GIVEN RECORDS |
────────────────
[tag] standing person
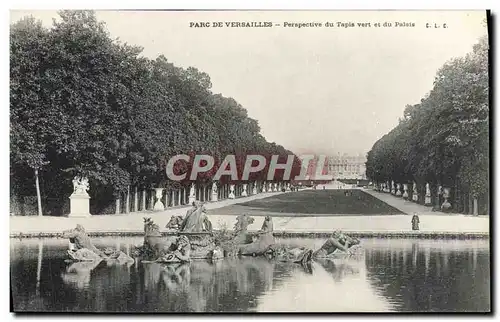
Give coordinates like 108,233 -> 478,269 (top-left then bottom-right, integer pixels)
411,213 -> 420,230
────────────────
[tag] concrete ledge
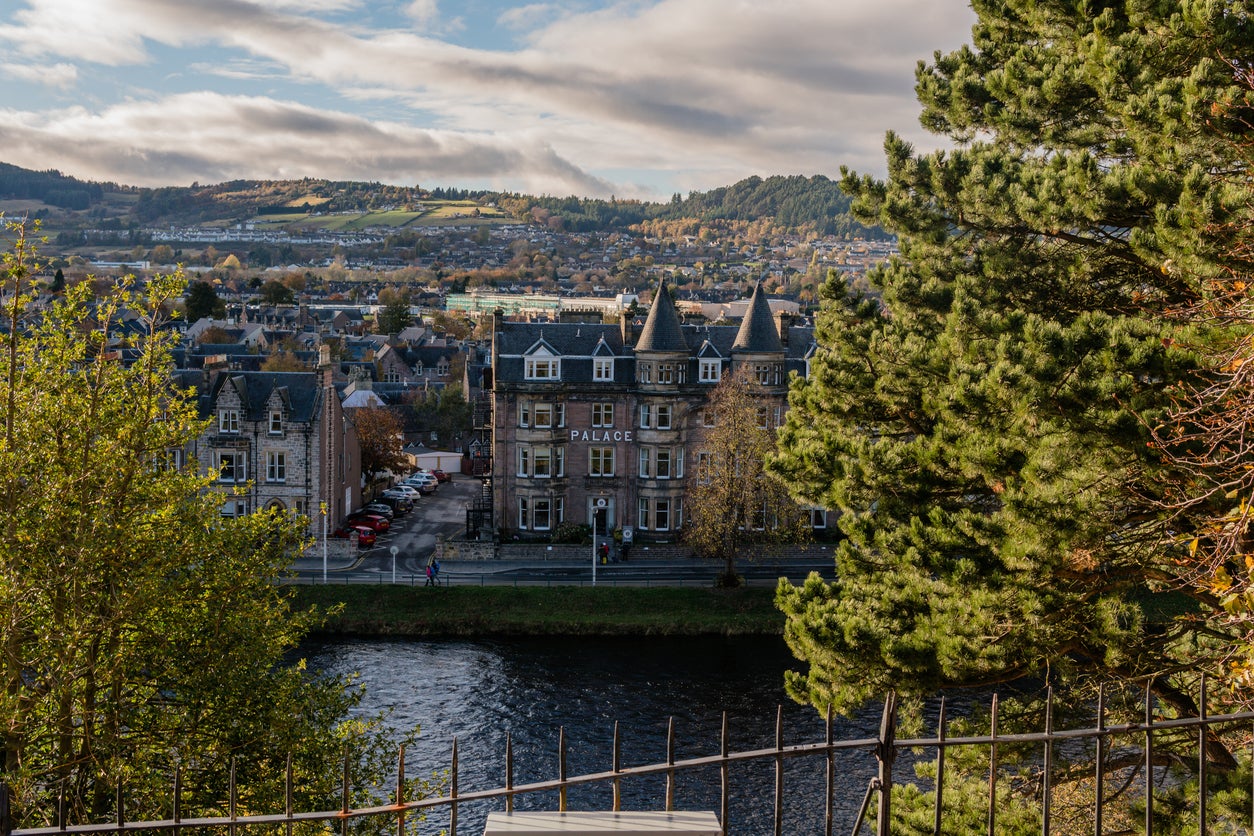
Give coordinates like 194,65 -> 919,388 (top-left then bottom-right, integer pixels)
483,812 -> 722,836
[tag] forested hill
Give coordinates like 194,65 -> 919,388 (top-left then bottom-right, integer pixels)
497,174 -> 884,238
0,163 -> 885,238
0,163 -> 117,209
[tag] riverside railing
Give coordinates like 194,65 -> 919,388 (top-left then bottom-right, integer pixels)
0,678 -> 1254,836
────────────────
WHAT YOU WILL DO |
Swap "railing" for "barrier" in the lines between the one holding "[tag] riverside railing" and the one holding "0,678 -> 1254,836", inclusive, and return only those lines with nothing else altered.

COMPLETE RESPONSE |
[tag] riverside barrier
Give coordinates like 194,65 -> 919,388 (top-left then bottom-right, integer pixels)
0,678 -> 1254,836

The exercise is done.